Did you know you can identify distinct personality types by the particular key that sticks on a person’s keyboard?

Doubt it? Well, maybe if we take it key by key and you are forced to acknowledge the uncanny accuracy of these summaries, you will change your tune.

OK, here are the sticking keys and what they say about a person.

A: Coasting on your looks. B: Obsessively nap-oriented. C: Easy, X-rated sense of humor.

D: Chronic bed hair and loving it. E: Favorite aunt. F: You are compassionate.

G: Tartar sauce issues. H: You don’t fight fair. I: Great listener.

J: Channeling your inner grizzly. K: You reflect Spokane at its best. L: Online anger is your hobby.

M: Is your hoarding gene your destiny? N: You think about sex a lot. O: Suspiciously confident.

P: Inconsiderate jerk. Q: Quiet when sober. R: Surreal patience with young kids.

S: You like wearing those tight tops. T: Passive regressive. U: Sensitive yet forceful.

» **GIVEN DATA**
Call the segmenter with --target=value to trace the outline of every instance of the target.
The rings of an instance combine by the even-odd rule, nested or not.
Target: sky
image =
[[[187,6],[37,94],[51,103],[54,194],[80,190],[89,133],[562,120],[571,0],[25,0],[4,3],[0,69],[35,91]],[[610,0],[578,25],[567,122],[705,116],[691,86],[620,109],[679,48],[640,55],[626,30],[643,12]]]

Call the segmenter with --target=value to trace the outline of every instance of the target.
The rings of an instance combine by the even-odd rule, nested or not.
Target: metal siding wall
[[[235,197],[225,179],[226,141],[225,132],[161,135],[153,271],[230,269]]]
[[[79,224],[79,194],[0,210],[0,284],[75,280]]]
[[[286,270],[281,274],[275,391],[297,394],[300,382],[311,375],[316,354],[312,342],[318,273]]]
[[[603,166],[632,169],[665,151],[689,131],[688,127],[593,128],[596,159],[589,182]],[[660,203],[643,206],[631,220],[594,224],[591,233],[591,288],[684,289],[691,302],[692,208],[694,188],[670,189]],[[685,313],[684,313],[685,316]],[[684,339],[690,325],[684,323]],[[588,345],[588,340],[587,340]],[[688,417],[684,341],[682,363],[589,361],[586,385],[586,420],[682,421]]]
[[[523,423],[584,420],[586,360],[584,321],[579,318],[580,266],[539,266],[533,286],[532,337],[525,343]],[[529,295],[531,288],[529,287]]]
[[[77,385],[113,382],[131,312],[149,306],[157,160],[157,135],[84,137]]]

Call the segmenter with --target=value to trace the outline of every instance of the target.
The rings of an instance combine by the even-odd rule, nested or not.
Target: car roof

» **EXERCISE REQUIREMENTS**
1: Translate this sentence from the text on sticking keyboard keys into Spanish: "OK, here are the sticking keys and what they say about a person."
2: Rewrite the passage of the keyboard text from "Did you know" to "is your hobby.", substituting "Boise" for "Spokane".

» **WRITTEN ANSWERS**
1: Bien, aquí están las teclas que se atascan y lo que dicen de una persona.

2:
Did you know you can identify distinct personality types by the particular key that sticks on a person’s keyboard?

Doubt it? Well, maybe if we take it key by key and you are forced to acknowledge the uncanny accuracy of these summaries, you will change your tune.

OK, here are the sticking keys and what they say about a person.

A: Coasting on your looks. B: Obsessively nap-oriented. C: Easy, X-rated sense of humor.

D: Chronic bed hair and loving it. E: Favorite aunt. F: You are compassionate.

G: Tartar sauce issues. H: You don’t fight fair. I: Great listener.

J: Channeling your inner grizzly. K: You reflect Boise at its best. L: Online anger is your hobby.